The task: Rewrite every line from the start of the records through the line that contains "pixel 903 615", inclusive, with the requests included. Scale each pixel coordinate in the answers by 0.7 and round to whole numbers, rounding halves up, while leaving the numbers in the requests and their format samples as they are.

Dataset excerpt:

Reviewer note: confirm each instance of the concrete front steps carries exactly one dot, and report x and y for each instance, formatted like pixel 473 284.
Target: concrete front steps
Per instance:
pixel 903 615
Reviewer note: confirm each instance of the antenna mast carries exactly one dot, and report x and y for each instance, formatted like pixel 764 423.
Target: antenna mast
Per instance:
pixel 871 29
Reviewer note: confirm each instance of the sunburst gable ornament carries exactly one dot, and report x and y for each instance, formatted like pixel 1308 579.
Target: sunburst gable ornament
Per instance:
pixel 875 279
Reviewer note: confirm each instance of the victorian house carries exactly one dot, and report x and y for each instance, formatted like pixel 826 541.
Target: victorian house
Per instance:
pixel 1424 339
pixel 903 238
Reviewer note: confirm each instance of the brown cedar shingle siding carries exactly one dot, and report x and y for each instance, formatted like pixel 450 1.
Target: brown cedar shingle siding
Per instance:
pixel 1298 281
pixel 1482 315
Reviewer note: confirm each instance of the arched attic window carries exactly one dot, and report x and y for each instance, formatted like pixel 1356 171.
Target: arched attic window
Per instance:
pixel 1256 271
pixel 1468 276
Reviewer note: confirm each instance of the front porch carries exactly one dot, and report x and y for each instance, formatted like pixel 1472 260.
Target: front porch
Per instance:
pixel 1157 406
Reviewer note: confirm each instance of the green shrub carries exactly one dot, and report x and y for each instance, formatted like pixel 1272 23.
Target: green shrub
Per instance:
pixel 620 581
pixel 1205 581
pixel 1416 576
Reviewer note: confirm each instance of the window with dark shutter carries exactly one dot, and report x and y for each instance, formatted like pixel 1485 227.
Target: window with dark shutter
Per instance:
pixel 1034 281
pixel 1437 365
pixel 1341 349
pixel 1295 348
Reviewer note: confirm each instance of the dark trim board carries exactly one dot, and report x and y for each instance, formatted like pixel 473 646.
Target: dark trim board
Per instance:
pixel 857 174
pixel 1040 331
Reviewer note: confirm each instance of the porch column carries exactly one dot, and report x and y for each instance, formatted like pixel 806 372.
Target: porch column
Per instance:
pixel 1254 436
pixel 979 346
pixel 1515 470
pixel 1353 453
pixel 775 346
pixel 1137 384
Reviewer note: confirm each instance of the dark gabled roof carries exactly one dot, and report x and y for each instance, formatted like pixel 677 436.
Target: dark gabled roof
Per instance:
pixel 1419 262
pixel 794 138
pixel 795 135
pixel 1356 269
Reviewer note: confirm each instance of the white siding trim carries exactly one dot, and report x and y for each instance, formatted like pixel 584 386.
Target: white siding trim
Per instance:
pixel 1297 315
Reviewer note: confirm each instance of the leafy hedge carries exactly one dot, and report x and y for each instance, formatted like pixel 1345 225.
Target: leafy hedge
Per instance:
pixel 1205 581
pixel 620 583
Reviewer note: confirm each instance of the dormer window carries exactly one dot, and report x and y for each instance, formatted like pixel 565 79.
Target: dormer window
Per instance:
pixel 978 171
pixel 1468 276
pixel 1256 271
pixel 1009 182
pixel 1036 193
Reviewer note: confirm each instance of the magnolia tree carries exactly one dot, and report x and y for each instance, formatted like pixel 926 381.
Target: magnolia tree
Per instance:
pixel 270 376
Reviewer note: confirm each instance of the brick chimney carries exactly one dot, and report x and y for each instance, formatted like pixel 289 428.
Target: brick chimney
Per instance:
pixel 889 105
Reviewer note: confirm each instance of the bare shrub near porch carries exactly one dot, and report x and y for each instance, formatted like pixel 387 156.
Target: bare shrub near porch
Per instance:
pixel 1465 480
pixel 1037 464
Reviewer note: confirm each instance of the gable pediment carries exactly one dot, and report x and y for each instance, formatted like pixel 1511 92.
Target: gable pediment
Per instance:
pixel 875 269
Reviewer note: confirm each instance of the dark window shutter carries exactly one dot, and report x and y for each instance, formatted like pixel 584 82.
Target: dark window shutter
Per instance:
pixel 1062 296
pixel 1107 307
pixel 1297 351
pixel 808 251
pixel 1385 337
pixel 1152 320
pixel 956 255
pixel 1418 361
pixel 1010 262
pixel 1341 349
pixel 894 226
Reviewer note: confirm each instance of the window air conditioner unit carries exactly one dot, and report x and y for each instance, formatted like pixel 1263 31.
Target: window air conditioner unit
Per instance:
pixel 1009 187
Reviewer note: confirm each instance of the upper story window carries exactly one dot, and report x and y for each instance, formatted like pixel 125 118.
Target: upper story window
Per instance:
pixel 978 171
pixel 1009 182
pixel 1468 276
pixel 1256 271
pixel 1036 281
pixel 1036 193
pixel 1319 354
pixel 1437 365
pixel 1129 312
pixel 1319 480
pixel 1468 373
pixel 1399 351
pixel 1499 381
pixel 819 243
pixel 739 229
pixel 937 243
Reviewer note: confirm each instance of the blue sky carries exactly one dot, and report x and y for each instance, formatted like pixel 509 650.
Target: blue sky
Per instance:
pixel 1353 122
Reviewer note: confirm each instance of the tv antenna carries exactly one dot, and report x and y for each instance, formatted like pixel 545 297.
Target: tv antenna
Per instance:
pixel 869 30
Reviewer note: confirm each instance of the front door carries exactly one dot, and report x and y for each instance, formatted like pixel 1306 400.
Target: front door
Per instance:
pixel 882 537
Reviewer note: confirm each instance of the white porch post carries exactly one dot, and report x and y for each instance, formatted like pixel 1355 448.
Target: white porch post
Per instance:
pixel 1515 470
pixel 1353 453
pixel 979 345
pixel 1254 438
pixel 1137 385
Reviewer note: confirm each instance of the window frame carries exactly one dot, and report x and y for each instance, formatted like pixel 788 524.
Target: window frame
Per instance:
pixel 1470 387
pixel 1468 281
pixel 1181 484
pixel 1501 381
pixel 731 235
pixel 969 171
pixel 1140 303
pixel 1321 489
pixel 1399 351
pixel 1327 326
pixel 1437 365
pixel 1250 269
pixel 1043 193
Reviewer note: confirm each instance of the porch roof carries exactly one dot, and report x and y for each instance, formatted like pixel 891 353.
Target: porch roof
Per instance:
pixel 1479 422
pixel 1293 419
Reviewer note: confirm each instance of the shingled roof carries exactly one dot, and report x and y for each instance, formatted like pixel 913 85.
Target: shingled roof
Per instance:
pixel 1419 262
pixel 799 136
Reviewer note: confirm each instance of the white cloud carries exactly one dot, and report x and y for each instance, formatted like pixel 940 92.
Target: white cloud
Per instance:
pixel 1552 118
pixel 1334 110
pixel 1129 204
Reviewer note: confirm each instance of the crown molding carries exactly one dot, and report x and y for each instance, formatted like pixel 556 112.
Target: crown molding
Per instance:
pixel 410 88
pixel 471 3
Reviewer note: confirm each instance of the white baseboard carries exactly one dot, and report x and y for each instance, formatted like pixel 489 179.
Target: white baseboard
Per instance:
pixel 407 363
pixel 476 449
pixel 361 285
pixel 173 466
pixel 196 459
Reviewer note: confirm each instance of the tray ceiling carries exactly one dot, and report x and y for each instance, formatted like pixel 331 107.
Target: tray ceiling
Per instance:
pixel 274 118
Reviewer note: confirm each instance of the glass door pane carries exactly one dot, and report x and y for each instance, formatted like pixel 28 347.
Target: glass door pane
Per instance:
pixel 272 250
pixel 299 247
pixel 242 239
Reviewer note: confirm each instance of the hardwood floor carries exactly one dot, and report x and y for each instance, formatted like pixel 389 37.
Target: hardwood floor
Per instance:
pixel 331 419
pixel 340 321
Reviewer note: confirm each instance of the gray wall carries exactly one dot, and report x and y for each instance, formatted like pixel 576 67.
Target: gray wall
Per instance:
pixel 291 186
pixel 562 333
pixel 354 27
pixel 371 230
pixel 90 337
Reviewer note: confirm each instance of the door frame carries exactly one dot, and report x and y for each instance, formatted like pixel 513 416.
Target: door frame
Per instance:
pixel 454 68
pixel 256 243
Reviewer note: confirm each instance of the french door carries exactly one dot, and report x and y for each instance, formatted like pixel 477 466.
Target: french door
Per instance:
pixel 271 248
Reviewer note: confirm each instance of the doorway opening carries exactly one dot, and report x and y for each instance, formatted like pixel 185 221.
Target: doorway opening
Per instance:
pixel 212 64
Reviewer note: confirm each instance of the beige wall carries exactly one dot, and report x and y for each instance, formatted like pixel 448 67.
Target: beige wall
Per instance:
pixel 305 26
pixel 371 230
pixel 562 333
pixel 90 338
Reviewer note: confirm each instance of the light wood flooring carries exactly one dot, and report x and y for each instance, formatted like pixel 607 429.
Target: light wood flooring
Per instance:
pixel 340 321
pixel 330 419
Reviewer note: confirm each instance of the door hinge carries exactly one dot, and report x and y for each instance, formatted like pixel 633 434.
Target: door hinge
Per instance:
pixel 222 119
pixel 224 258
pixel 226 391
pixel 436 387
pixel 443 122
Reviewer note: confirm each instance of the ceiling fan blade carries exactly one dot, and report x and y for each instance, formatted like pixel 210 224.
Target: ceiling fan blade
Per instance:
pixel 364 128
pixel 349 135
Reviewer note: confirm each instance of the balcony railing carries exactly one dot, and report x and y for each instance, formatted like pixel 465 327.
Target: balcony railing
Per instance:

Exercise result:
Reviewer note: confirm each instance of the concrete front steps carries exactly one dot, and report x and y for each instance, formatted like pixel 473 284.
Target: concrete front steps
Per instance:
pixel 632 431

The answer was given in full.